__Brief__.
Edit the entries below by replacing every occurrence of "single pin" with "single marker", leaving all other text unchanged.

— start Records shown —

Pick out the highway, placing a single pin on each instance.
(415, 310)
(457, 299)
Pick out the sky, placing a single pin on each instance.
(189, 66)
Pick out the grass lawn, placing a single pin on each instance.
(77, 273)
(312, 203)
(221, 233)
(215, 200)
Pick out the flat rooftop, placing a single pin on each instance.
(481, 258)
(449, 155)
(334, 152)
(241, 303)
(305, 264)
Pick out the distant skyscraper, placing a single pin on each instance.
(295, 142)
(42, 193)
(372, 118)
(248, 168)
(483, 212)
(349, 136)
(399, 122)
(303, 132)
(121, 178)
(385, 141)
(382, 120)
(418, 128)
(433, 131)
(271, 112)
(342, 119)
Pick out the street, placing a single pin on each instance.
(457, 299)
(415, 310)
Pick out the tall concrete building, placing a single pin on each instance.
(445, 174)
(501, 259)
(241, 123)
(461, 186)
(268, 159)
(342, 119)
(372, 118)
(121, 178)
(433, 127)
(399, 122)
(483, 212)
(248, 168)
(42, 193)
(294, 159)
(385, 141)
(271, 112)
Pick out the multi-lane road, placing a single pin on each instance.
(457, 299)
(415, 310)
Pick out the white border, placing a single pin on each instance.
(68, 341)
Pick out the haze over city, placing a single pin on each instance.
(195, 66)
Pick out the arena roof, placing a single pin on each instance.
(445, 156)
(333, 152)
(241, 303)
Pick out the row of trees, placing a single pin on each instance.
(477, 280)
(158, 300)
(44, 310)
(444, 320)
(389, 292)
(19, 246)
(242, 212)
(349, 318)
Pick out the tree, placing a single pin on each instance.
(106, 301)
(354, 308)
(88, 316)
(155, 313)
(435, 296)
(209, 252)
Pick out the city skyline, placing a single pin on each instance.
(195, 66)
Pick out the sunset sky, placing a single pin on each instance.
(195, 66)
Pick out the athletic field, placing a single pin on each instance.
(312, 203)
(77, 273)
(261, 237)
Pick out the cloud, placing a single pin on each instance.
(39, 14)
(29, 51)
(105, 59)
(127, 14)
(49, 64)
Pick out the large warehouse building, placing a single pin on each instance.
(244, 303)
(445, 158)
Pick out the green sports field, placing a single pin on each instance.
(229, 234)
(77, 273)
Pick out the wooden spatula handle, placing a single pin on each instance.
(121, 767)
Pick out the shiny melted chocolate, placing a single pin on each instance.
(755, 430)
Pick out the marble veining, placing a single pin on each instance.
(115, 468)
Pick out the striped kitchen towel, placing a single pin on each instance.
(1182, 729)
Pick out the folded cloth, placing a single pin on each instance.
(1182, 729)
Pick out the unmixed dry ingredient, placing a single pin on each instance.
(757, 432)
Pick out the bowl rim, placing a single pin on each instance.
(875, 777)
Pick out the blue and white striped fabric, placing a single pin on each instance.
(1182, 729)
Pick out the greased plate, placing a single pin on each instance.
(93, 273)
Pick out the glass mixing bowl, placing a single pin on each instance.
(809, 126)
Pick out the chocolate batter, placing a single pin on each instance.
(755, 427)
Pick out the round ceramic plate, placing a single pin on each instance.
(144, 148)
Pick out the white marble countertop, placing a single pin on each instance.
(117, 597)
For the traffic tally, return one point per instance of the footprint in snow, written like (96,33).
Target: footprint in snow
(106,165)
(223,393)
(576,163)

— end Records shown —

__Task answer__.
Pick out the highway, placing a single marker on each instance.
(415, 310)
(457, 299)
Pick out the sky, placing a single marker on each instance.
(189, 66)
Pick out the grass lawn, placing a single marker on each instance.
(77, 273)
(312, 203)
(221, 233)
(215, 200)
Pick out the flat rooftop, placing a single marker on each instance.
(481, 258)
(449, 155)
(334, 152)
(241, 303)
(305, 264)
Pick out the distant skyscraper, placing a single marker on each instance.
(295, 142)
(42, 193)
(372, 118)
(248, 168)
(483, 212)
(349, 136)
(399, 122)
(303, 132)
(121, 178)
(385, 141)
(382, 120)
(418, 128)
(433, 131)
(271, 112)
(342, 119)
Pick out the street, placing a single marker on each instance.
(457, 299)
(415, 310)
Pick out the tall concrete building, placing a single marker on each instance.
(445, 174)
(501, 259)
(241, 123)
(461, 186)
(268, 159)
(342, 119)
(372, 118)
(121, 178)
(433, 127)
(399, 122)
(483, 212)
(248, 168)
(42, 193)
(294, 159)
(385, 141)
(271, 112)
Pick out the multi-lane road, placing a single marker on each instance.
(457, 299)
(415, 310)
Pick out the white border, placing a single marker on each instance.
(68, 341)
Pick out the haze over city, placing a single marker on each instance.
(195, 66)
Pick out the arena roof, placing a single marker on each instance.
(445, 156)
(333, 152)
(241, 303)
Pick out the row of trees, placing a single marker on each instance.
(477, 280)
(158, 300)
(44, 310)
(444, 320)
(389, 292)
(19, 246)
(242, 212)
(349, 318)
Pick out the tree, placing a single marker on each instance.
(106, 301)
(354, 308)
(88, 316)
(155, 313)
(435, 296)
(209, 252)
Pick out the city skyline, placing a single marker on each instance.
(195, 66)
Pick out the sunset sky, placing a single marker on each instance.
(195, 66)
Pick out the athletic field, placing a single marker on each instance.
(312, 203)
(77, 273)
(261, 237)
Pick out the cloud, placing a single marker on each instance.
(39, 14)
(29, 51)
(105, 59)
(127, 14)
(49, 64)
Pick out the large warehouse building, placing a single marker on each instance.
(244, 303)
(445, 158)
Pick out the green sports field, placing a single marker on each instance.
(229, 234)
(77, 273)
Pick out the wooden spatula handle, placing a single marker on each instance.
(121, 767)
Pick out the shiny melted chocolate, placing a single marker on each instance.
(755, 430)
Pick out the marble veining, placing a single marker on each instance.
(115, 468)
Pick out the striped kitchen towel, placing a single marker on each instance.
(1182, 729)
Pick out the folded cloth, placing a single marker on each instance.
(1182, 729)
Pick out the unmixed dry ingredient, placing a single marker on each instance.
(757, 432)
Pick out the bowl rim, placing a single marker on each instance.
(875, 777)
Pick out the blue and white striped fabric, placing a single marker on each instance.
(1182, 729)
Pick out the greased plate, placing a single marker on each instance.
(93, 273)
Pick out the glass mixing bowl, placing a single marker on each instance.
(809, 126)
Pick out the chocolate batter, placing a single marker on each instance.
(755, 427)
Pick out the round ceramic plate, placing a single marker on each instance.
(144, 148)
Pick out the white marble countertop, placing a single marker on each instance.
(117, 597)
For the traffic tally, return one point per instance of the footprint in snow, written like (96,33).
Target: footprint in snow
(106,165)
(223,393)
(576,163)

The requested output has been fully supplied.